§ **DIRECTIONS**: Nothing in the data may change. Copy all of it exactly.

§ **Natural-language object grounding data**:
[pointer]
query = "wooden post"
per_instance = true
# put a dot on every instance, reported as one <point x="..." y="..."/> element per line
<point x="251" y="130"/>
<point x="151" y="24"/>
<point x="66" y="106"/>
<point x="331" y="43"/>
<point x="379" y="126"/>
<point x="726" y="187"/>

§ **WRITTEN SOLUTION**:
[pointer]
query = "wooden post"
per_instance = true
# put a dot on every instance, reported as one <point x="..." y="..."/> element per line
<point x="251" y="130"/>
<point x="151" y="24"/>
<point x="66" y="106"/>
<point x="331" y="43"/>
<point x="379" y="126"/>
<point x="726" y="187"/>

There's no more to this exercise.